GIVEN REQUEST –
Locate each line in the entries below that contains the word "bare", and copy those lines out.

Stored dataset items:
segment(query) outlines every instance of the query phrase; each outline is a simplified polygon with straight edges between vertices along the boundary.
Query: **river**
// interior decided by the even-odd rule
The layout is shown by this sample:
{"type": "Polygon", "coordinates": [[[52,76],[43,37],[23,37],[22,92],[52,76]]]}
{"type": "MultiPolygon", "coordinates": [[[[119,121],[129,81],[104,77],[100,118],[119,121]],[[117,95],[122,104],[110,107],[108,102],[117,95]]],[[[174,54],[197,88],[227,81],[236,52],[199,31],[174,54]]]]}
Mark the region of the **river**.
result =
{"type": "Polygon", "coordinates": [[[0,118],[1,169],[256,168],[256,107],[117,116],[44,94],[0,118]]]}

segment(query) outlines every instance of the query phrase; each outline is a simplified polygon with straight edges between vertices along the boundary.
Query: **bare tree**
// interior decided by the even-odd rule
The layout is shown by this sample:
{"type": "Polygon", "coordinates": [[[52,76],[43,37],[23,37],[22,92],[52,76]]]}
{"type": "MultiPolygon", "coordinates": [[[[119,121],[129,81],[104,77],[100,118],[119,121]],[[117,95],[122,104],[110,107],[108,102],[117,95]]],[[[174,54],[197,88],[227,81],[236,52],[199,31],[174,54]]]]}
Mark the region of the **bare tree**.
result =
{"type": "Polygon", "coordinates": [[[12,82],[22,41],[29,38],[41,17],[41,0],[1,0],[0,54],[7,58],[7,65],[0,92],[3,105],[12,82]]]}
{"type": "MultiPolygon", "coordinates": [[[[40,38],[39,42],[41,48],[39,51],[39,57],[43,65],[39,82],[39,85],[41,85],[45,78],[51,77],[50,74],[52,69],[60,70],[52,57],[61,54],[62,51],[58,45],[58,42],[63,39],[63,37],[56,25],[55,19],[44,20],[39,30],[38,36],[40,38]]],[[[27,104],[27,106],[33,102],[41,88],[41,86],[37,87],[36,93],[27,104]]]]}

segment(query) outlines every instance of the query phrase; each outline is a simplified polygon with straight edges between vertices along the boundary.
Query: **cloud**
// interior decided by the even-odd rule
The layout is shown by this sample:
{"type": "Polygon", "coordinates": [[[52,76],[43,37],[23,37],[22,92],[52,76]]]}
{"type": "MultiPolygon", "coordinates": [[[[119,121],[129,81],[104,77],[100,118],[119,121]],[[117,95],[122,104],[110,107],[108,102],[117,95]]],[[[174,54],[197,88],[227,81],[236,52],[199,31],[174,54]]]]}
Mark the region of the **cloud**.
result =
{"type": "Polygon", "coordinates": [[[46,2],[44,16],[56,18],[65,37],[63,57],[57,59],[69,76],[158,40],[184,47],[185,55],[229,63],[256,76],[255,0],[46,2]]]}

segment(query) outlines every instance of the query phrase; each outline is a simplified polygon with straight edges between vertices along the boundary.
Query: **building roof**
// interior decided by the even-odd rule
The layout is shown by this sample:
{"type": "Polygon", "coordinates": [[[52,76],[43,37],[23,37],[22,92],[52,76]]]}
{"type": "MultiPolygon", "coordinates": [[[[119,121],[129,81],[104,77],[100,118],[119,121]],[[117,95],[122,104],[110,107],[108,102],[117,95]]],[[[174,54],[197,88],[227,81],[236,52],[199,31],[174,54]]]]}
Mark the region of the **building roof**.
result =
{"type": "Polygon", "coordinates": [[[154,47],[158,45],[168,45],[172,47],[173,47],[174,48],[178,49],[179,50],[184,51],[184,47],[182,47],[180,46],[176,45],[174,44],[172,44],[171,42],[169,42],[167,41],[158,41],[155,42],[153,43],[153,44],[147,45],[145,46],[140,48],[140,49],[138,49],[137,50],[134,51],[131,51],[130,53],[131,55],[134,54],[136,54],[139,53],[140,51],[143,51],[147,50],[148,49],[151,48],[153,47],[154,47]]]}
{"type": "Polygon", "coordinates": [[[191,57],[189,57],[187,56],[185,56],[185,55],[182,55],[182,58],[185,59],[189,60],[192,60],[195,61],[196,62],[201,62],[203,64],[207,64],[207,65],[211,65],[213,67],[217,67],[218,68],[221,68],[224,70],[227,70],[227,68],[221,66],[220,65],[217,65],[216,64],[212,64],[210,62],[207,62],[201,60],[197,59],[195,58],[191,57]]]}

ANSWER TO THE TASK –
Query: **bare tree**
Mark the region of the **bare tree**.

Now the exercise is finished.